[Records from a collection]
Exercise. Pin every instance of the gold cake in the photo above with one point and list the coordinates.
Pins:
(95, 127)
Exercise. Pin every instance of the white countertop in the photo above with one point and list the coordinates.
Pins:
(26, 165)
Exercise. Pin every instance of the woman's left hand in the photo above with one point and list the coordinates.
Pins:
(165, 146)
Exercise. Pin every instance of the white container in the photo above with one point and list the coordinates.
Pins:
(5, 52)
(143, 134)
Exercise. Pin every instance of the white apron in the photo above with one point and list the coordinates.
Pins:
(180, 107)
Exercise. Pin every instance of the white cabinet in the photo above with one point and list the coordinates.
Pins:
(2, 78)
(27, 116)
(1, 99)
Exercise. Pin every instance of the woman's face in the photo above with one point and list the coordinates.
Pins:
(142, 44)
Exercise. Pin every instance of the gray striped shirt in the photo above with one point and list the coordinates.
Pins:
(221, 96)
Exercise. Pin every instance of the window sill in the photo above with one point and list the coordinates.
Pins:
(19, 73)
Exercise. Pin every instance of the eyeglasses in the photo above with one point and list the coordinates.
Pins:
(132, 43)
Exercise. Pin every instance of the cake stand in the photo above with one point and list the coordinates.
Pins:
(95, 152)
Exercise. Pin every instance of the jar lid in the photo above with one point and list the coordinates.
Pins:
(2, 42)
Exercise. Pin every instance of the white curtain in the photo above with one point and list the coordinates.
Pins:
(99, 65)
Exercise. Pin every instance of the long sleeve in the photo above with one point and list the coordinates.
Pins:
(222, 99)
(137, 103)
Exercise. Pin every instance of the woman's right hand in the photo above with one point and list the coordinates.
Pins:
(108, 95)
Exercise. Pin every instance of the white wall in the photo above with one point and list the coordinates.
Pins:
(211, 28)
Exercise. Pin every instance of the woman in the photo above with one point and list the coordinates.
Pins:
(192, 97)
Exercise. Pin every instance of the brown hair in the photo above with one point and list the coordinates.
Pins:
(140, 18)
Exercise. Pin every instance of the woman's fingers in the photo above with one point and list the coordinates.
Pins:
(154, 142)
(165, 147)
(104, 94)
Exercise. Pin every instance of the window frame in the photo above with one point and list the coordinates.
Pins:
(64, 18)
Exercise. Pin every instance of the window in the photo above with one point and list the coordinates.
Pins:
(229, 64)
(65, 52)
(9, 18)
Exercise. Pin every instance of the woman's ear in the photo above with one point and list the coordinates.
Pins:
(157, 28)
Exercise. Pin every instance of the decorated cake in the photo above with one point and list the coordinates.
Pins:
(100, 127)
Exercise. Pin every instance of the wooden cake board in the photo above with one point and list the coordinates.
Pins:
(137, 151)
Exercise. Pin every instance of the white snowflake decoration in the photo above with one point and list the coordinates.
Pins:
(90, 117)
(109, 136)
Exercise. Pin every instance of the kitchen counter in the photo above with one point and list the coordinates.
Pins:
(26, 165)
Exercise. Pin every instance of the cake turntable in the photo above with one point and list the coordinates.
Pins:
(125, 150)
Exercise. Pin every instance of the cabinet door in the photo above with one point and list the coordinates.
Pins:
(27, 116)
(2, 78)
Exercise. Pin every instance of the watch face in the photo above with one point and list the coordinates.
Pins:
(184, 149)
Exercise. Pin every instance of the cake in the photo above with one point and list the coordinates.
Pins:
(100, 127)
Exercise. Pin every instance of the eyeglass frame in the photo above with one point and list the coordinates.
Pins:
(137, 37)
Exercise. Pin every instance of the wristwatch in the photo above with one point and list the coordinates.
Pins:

- **What is being asked**
Match on "frame" and report each line of the data above that has it.

- **Solution for this exercise**
Exercise. Pin every instance of the window frame in the photo above with one point and list the coordinates.
Exercise. Pin every instance of the eyeglass frame in the photo above with one point and list the coordinates.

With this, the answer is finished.